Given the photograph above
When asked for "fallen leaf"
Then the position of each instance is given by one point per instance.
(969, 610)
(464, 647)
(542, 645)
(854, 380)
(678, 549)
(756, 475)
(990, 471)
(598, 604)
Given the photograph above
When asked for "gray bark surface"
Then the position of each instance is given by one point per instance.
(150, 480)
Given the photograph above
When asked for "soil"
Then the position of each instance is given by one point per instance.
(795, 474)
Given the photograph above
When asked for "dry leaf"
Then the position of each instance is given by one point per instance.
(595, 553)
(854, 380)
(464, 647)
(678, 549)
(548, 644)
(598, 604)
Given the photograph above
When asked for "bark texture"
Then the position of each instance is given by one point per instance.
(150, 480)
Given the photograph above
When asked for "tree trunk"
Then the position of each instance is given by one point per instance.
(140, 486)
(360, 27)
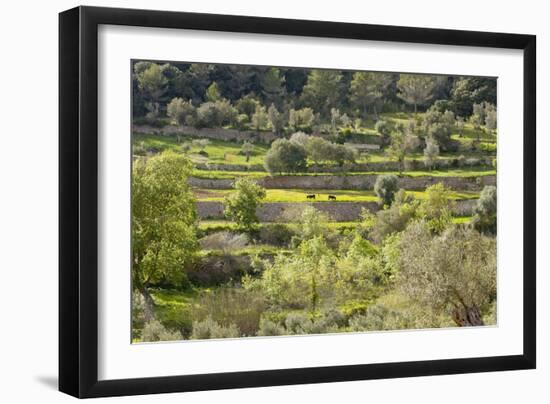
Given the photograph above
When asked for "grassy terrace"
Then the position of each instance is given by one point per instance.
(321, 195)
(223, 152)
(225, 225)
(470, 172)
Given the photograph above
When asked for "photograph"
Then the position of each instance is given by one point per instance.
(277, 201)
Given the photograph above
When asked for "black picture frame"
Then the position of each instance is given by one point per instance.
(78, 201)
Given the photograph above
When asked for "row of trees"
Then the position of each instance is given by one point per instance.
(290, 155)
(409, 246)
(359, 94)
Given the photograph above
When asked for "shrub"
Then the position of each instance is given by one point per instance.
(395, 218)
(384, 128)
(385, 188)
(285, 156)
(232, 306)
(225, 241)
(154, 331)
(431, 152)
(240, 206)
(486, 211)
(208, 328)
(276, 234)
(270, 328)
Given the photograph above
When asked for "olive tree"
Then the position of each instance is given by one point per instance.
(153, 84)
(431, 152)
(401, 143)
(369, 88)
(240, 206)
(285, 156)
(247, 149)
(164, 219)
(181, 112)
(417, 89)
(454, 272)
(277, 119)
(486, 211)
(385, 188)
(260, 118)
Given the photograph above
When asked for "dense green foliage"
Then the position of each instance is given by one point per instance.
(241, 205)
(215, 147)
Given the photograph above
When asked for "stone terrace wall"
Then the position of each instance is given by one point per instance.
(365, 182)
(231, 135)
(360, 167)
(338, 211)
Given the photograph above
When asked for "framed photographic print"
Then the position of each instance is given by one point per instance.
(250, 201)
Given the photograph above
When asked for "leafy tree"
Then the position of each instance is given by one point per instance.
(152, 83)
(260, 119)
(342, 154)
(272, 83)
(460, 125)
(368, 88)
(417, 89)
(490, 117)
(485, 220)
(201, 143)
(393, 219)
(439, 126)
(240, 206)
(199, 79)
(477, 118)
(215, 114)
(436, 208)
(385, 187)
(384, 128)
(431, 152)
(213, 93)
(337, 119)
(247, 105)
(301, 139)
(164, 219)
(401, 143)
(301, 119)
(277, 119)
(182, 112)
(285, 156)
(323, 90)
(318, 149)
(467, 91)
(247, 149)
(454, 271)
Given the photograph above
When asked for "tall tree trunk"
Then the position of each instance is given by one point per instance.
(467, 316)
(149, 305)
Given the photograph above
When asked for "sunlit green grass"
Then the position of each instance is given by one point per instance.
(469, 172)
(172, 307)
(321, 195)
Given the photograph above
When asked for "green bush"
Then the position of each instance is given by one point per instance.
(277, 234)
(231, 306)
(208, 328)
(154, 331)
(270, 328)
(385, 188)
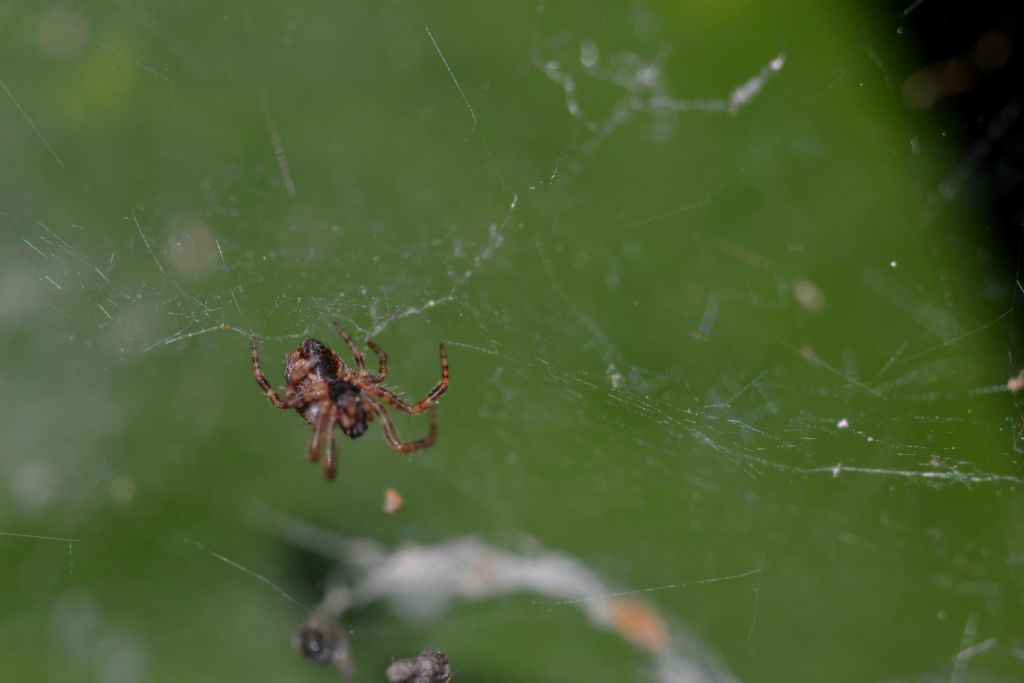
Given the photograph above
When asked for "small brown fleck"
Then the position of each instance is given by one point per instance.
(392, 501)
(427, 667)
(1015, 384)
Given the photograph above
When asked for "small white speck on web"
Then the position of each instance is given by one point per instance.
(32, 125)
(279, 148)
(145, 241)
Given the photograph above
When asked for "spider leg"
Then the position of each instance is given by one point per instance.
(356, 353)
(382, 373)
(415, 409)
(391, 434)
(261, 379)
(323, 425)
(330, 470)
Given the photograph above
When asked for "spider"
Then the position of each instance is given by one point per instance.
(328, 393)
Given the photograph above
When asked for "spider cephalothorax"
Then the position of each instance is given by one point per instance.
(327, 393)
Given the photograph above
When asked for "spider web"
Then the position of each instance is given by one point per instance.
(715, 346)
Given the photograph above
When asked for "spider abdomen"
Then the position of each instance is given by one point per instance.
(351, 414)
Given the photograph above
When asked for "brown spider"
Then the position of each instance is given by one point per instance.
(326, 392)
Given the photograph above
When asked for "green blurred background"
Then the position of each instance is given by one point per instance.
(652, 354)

───

## SHORT PROBLEM
Pick out each line above that contains the string "spider" and copy it. Letter case must match.

## WRITTEN ANSWER
When asked for "spider leg"
When asked for "spider"
When asked for "spider cephalothorax"
When asked for "spider web"
When asked for "spider abdomen"
When asked for "brown spider"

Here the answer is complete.